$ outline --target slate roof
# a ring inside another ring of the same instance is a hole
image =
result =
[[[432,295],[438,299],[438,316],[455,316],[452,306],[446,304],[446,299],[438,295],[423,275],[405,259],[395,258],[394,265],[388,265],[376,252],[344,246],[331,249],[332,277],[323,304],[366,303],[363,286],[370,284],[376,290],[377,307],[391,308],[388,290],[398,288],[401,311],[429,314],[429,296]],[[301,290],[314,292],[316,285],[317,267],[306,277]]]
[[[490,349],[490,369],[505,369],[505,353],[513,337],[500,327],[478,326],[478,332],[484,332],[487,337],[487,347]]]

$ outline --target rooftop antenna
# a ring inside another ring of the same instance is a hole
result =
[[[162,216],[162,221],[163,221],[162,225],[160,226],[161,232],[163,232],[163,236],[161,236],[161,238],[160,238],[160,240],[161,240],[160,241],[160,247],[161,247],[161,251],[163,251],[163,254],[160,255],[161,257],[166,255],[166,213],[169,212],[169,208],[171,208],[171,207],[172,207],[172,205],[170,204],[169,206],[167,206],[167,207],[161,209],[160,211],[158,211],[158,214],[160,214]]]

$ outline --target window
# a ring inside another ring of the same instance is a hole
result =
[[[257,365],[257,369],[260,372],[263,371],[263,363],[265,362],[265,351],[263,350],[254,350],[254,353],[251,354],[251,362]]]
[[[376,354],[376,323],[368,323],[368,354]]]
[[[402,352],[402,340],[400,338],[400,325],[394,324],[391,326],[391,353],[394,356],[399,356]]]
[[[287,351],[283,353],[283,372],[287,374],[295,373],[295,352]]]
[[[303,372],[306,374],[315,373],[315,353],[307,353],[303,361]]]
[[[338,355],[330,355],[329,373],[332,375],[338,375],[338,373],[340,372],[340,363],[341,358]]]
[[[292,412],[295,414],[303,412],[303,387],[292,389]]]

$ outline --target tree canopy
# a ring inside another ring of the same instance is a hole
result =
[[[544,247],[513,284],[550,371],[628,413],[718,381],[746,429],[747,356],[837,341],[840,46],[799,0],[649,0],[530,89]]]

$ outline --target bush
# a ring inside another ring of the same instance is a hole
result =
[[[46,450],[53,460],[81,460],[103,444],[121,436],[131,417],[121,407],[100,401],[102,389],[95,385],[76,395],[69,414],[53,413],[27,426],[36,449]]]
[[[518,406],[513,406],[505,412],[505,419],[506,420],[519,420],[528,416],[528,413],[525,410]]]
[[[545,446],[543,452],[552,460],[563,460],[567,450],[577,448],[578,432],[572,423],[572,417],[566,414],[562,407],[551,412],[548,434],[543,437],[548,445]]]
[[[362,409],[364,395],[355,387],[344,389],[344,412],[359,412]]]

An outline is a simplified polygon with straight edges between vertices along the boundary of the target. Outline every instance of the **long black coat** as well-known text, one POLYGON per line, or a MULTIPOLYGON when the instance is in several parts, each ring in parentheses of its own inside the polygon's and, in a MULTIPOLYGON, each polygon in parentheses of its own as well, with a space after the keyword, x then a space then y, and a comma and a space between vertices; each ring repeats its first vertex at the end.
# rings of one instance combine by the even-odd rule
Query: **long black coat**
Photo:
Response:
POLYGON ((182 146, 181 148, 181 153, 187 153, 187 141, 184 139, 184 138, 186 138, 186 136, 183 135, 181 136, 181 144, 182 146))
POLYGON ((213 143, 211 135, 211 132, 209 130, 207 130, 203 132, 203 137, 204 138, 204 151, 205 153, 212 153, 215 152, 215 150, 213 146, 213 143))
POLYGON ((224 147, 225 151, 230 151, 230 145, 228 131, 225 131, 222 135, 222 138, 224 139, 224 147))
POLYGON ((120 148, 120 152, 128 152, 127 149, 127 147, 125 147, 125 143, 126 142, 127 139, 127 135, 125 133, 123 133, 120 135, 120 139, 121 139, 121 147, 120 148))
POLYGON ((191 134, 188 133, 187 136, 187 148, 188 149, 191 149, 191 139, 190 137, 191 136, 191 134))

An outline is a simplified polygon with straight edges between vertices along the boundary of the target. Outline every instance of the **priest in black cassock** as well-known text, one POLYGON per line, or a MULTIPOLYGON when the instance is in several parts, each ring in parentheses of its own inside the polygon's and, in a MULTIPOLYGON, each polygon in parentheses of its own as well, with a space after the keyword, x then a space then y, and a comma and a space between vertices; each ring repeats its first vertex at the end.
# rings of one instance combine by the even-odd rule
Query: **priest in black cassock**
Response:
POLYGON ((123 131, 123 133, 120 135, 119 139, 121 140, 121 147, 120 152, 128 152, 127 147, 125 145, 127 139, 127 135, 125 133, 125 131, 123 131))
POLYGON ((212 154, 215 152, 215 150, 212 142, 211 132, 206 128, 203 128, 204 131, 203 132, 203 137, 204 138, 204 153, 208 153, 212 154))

□ □ □

Reproduce verbatim the part of the records that opens with the line containing "of the **priest" and runs through the end of the records.

An outline is a simplified polygon with straight edges between vertices along the boundary of the target. Outline every instance of the **priest in black cassock** as well-known text, one POLYGON per line, or a MULTIPOLYGON when the instance is in several parts, each ring in parentheses of its own inside the polygon's and, in a MULTIPOLYGON, each polygon in parentheses of its own as well, with a space after the keyword, x then a space then y, and a comma and a space between vertices; each ring repeats its first vertex at the end.
# rings of one instance combine by the even-odd rule
Query: **priest in black cassock**
Response:
POLYGON ((123 131, 123 133, 120 135, 119 139, 121 140, 121 147, 120 152, 128 152, 127 147, 125 145, 127 139, 127 135, 125 133, 125 131, 123 131))
POLYGON ((212 154, 215 152, 215 150, 212 142, 211 132, 206 128, 203 128, 204 131, 203 132, 203 137, 204 138, 204 153, 208 153, 212 154))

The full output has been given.